Problems:
**1.** In the snowmobile forum thread, how fast did the favorite old snowmobile of the poster named quads go?
**2.** Please continue the snowmobile forum thread from where it stops.

Start of Text passage

No first hand experience with the Yamahas . . . just what I've heard from friends that have had friends with them . . . so you can take what I say with a liberal grain of salt. The Indys on the other hand I have had friends and family members that currently own them -- fantastic engines.

Me . . . I'm more of a Skidoo guy myself . . . currently riding a 2007 Skidoo GSX 500ss (600 engine) . . . it's my "old man" sled since it is my first sled with electric start.


----------



## Skier76 (Feb 13, 2011)

Thanks Jake. I always like the Ski-Doo's...had a SeaDoo watercraft back in the day. 

I don't see many Ski-Doo's in the sub $1k price range I'm looking at. I'll see an occational Safari, but that's about it. And maybe an older MXZ.

I apprecite the heads up on the Exciters. I'm kinda leaning towards the Indy now.


----------



## webbie (Feb 14, 2011)

I took a ride once up by Killington.....
Damn, those things are worse kidney bashers than my old Tarm Truck! 

I hope they've improved the suspensions over the years.....


----------



## quads (Feb 14, 2011)

Sometime Friday night another snowmobiler missed the corner in the pine plantation and went way out into the trees.  He had to ride a long ways down through the rows to get back on the trail even.  I didn't see any blood on the snow, but I bet the guy filled his pants.

There were at least half a dozen snowmobile accidents with injuries over the weekend, in just our county.  I heard on the news that there were at least three fatalities in the state this weekend.  It's not like the old days when I used to ride snowmobile.  I was scared to death at 50mph!  My favorite old snowmobile went 35mph, wide open, downhill, and that was plenty fast enough for me.  Nowadays it seems like to many people it's a race from one tavern to the next.  A lot of the cutting and splitting I have done this winter has been within earshot of the trail and it sounds like a busy airport runway....


----------



## firefighterjake (Feb 14, 2011)

Webmaster said:
			
		

> I took a ride once up by Killington.....
> Damn, those things are worse kidney bashers than my old Tarm Truck!
> 
> I hope they've improved the suspensions over the years.....



The suspensions and handling have changed dramatically even from when I went from an early- to mid-1990s vintage sled to an early- to mid-2000 sled . . . rider forward design truly revolutionized sledding.


----------



## firefighterjake (Feb 14, 2011)

End of Text passage
Start of Raw data

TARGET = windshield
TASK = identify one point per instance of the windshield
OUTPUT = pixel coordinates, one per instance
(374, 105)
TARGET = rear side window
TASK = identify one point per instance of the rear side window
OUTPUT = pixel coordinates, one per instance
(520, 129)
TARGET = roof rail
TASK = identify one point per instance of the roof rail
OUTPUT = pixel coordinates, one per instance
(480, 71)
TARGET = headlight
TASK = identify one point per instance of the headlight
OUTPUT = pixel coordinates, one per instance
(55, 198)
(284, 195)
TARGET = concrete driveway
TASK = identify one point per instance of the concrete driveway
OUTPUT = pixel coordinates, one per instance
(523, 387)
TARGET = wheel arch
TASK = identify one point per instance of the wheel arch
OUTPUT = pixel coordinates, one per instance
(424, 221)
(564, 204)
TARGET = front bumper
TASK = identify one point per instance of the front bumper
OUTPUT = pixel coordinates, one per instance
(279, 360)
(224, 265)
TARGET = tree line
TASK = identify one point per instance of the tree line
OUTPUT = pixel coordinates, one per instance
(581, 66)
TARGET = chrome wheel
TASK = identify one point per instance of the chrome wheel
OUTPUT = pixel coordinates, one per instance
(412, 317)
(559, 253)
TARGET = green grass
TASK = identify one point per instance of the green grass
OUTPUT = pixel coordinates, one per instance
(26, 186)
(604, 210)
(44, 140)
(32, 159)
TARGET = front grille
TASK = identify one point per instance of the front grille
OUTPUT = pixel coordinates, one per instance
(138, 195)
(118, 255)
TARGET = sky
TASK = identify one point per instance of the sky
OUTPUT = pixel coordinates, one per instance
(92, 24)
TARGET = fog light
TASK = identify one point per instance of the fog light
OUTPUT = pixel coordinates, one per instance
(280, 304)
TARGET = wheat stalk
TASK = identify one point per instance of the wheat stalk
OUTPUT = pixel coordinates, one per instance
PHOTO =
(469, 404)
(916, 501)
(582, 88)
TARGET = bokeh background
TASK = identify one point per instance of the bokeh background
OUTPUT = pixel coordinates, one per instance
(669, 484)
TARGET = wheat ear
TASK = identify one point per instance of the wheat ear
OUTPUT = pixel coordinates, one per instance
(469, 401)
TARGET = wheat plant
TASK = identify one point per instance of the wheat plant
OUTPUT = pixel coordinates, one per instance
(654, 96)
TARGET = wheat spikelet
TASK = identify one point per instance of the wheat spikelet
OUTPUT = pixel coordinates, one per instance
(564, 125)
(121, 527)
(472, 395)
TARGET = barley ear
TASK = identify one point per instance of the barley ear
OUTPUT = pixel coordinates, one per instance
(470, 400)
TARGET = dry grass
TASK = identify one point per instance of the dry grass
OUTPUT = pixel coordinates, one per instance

End of Raw data

Answers to the exercises:
**1.** 35 mph, wide open, downhill.

**2.**
quads said:
			
		

> Sometime Friday night another snowmobiler missed the corner in the pine plantation and went way out into the trees.  He had to ride a long ways down through the rows to get back on the trail even.  I didn't see any blood on the snow, but I bet the guy filled his pants.
> 
> There were at least half a dozen snowmobile accidents with injuries over the weekend, in just our county.  I heard on the news that there were at least three fatalities in the state this weekend.  It's not like the old days when I used to ride snowmobile.  I was scared to death at 50mph!  My favorite old snowmobile went 35mph, wide open, downhill, and that was plenty fast enough for me.  Nowadays it seems like to many people it's a race from one tavern to the next.  A lot of the cutting and splitting I have done this winter has been within earshot of the trail and it sounds like a busy airport runway....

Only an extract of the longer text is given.